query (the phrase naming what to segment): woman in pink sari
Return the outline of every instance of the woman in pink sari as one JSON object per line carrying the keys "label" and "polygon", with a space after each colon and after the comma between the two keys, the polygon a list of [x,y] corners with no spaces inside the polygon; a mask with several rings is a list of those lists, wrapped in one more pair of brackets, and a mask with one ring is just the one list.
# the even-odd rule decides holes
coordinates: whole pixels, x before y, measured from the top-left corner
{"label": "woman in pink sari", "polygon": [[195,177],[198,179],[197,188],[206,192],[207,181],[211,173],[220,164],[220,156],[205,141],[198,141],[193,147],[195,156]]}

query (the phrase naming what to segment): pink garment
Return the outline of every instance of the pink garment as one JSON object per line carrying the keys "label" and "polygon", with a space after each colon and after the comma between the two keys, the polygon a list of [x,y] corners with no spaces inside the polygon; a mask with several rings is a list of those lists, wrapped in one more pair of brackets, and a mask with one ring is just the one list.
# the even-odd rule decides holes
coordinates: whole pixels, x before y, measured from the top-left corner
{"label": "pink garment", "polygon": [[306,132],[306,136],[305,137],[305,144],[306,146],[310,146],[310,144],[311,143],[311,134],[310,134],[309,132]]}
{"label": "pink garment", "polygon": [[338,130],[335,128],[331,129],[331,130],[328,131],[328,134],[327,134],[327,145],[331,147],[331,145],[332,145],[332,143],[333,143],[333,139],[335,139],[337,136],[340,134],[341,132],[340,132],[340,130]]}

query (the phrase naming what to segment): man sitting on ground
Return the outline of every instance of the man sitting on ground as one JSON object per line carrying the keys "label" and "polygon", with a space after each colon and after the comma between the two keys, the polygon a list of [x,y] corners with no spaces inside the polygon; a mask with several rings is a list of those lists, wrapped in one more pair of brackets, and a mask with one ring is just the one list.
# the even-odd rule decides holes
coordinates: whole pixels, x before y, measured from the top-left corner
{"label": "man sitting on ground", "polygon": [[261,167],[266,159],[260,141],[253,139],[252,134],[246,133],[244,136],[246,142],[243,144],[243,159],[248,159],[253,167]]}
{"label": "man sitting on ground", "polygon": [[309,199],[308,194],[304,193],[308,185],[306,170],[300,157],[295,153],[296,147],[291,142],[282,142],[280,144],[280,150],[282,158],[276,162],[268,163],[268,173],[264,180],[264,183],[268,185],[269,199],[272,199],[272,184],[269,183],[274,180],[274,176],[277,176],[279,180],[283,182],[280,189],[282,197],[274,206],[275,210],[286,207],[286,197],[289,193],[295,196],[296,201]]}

···

- [Task directions] Return all the data exactly as given.

- [The result]
query (the phrase naming what to segment): woman in pink sari
Return the outline of every instance of the woman in pink sari as one JSON object per line carrying the keys "label" and "polygon", with a space after each colon and after the comma between the two keys, the polygon a list of [x,y] corners with no spaces inside the polygon; a mask with several rings is a list of those lists, wrapped in one more pair of brackets, and a mask with one ring is just the one list.
# the even-odd rule decides holes
coordinates: whole pixels, x before y, measured from the top-left corner
{"label": "woman in pink sari", "polygon": [[195,177],[198,179],[197,188],[206,192],[207,181],[211,173],[220,164],[220,156],[205,141],[198,141],[193,147],[195,156]]}

query (the phrase naming what to segment): pink garment
Return the outline of every instance of the pink garment as one JSON object per line carrying the keys "label" and "polygon", with a space after each colon and after the comma between the two keys, the polygon a list of [x,y] corners with no spaces inside the polygon; a mask with several rings is a list of those lists, wrapped in one more pair of brackets, and a mask with one ring is just the one list.
# the even-odd rule decides holes
coordinates: whole pixels, x before y, measured from the top-left corner
{"label": "pink garment", "polygon": [[306,132],[306,136],[305,137],[305,144],[306,146],[310,146],[310,144],[311,143],[311,134],[310,134],[309,132]]}
{"label": "pink garment", "polygon": [[338,130],[335,128],[331,129],[331,130],[328,131],[328,134],[327,134],[327,145],[331,147],[331,145],[332,145],[332,143],[333,143],[333,139],[335,139],[337,136],[340,134],[341,132],[340,132],[340,130]]}

query (the phrase naming what to segment): man sitting on ground
Return the outline of every instance of the man sitting on ground as one JSON object per line carrying the keys "label" and "polygon", with a space after each colon and after the comma between the two keys, the polygon a list of [x,y] corners with no spaces inside the polygon; a mask with several rings is a list of those lists, wrapped in one more pair of brackets, and a mask with one ring is just the one list.
# the even-odd rule decides holes
coordinates: whole pixels, x before y, measured from the top-left corner
{"label": "man sitting on ground", "polygon": [[261,167],[266,159],[260,141],[253,139],[252,134],[246,133],[244,136],[246,142],[243,144],[243,159],[248,159],[253,167]]}
{"label": "man sitting on ground", "polygon": [[309,199],[308,194],[304,193],[308,185],[306,170],[300,157],[295,153],[296,147],[291,142],[282,142],[280,144],[280,150],[282,158],[276,162],[268,163],[268,173],[264,180],[264,183],[268,185],[269,199],[272,199],[272,184],[269,183],[274,180],[274,176],[277,176],[279,180],[283,182],[280,189],[282,197],[274,206],[275,210],[286,207],[286,197],[289,193],[295,196],[296,201]]}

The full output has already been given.